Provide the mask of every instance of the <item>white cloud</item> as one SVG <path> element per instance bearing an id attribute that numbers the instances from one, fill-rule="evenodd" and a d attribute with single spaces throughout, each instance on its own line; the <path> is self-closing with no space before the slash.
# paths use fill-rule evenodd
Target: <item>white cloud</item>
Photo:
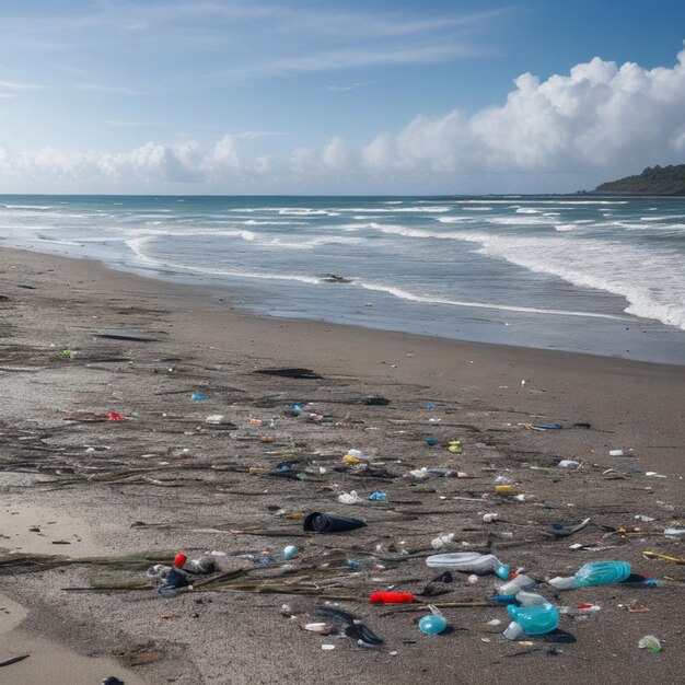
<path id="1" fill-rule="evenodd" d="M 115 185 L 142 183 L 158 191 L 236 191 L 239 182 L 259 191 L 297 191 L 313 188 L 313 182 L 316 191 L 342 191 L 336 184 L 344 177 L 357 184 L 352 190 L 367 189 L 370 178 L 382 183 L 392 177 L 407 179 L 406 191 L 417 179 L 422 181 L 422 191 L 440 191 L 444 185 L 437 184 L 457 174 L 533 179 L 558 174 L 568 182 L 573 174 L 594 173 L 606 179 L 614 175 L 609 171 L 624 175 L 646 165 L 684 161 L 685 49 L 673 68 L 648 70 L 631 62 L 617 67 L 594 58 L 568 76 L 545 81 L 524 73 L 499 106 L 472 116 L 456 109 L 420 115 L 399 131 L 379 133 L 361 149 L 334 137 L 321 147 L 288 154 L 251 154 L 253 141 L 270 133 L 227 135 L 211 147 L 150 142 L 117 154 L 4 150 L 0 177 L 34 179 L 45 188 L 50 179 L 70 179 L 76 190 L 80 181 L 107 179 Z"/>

##########

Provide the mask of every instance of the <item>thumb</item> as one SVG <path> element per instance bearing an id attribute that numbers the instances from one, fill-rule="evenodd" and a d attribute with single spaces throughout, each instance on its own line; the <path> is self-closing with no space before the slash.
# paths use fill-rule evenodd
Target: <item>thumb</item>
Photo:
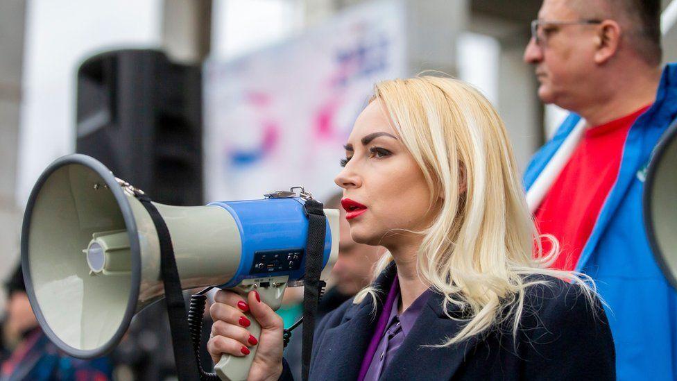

##########

* **Task prompt**
Copy the entries word for word, from the line with "Provide the mask of every instance of the <item>white" up to and including the line with "115 185 L 142", leaving out the pictures.

* **Answer to the exercise**
Provide the mask of every instance of the <item>white cloud</item> as one SVG <path> element per instance bearing an id attribute that numbers the instances from one, fill-rule="evenodd" and a d attribute with single spaces throughout, each instance on its own line; the <path> is self-closing with no space before the slash.
# paths use fill-rule evenodd
Target: <item>white cloud</item>
Photo:
<path id="1" fill-rule="evenodd" d="M 115 185 L 142 183 L 158 191 L 236 191 L 239 182 L 259 191 L 297 191 L 313 188 L 313 182 L 316 191 L 342 191 L 336 184 L 344 177 L 357 184 L 352 190 L 367 189 L 370 178 L 382 183 L 392 177 L 407 179 L 406 191 L 417 179 L 422 181 L 422 191 L 440 191 L 444 185 L 437 184 L 457 174 L 533 179 L 558 174 L 568 182 L 573 174 L 594 173 L 606 179 L 614 175 L 609 171 L 624 175 L 646 165 L 684 161 L 685 49 L 673 68 L 648 70 L 631 62 L 617 67 L 594 58 L 568 76 L 545 81 L 524 73 L 499 106 L 472 116 L 456 109 L 420 115 L 399 131 L 379 133 L 361 149 L 334 137 L 321 147 L 288 154 L 251 154 L 253 141 L 270 133 L 227 135 L 211 147 L 150 142 L 117 154 L 4 150 L 0 177 L 34 179 L 45 188 L 50 179 L 70 179 L 76 190 L 80 181 L 107 179 Z"/>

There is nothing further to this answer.